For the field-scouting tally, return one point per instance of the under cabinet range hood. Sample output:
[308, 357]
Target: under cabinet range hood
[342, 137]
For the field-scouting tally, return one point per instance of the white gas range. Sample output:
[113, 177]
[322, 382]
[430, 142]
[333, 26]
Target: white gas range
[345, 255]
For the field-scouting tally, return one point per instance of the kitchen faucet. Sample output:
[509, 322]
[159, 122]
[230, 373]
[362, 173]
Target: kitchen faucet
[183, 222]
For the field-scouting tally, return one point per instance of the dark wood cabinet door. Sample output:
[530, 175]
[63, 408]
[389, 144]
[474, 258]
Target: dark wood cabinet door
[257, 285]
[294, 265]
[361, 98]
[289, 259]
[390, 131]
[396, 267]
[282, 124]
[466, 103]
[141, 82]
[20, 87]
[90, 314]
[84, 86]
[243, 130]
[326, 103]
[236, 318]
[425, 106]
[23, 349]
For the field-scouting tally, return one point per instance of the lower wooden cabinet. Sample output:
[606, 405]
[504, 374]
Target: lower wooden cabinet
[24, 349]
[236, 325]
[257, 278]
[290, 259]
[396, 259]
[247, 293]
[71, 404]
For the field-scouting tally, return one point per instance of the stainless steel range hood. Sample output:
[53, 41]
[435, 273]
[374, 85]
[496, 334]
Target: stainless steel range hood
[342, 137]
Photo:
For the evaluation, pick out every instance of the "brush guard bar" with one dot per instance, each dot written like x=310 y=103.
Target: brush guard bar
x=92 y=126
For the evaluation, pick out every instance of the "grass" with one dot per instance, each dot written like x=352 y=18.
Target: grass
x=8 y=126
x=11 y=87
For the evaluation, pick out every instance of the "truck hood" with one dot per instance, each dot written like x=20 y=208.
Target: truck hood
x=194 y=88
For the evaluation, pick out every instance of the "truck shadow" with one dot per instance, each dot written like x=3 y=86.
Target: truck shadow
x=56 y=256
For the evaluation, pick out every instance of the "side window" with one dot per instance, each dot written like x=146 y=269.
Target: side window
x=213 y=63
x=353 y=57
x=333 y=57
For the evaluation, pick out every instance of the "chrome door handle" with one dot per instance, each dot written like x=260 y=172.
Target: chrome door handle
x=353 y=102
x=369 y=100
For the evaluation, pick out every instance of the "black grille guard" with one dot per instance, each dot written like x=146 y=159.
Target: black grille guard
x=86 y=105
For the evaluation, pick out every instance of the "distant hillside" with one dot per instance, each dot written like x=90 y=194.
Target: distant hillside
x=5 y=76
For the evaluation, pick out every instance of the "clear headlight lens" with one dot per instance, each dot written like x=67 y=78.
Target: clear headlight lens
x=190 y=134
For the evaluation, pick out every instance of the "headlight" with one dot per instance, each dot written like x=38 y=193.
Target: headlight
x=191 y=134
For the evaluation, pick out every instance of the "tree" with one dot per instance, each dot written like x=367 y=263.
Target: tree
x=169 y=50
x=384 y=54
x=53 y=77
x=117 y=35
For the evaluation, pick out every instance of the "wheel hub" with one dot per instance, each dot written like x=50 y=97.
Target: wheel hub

→ **Stated problem**: Copy the records again from the line with "like x=352 y=18." to the line with "x=369 y=100". Swap every "evaluation" for "review" and keep everything else the same.

→ **Final answer**:
For the review, pick out every instance of the "grass" with one dot per instance, each dot written like x=352 y=18.
Target: grass
x=8 y=126
x=11 y=87
For the review, pick out every instance of the "truck hood" with one dot per instance, each dot written like x=20 y=208.
Target: truck hood
x=194 y=88
For the review, pick out every instance of the "truck shadow" with one dot per instance, each dot written like x=3 y=86.
Target: truck shadow
x=56 y=256
For the review, pick out every instance of the "side window" with one dot per instance, each dot written like x=146 y=269.
Target: side window
x=213 y=63
x=353 y=57
x=333 y=57
For the review, pick out every instance of the "chrome door handle" with one dot per instance, each dot written like x=260 y=172.
Target: chrome door handle
x=353 y=102
x=369 y=100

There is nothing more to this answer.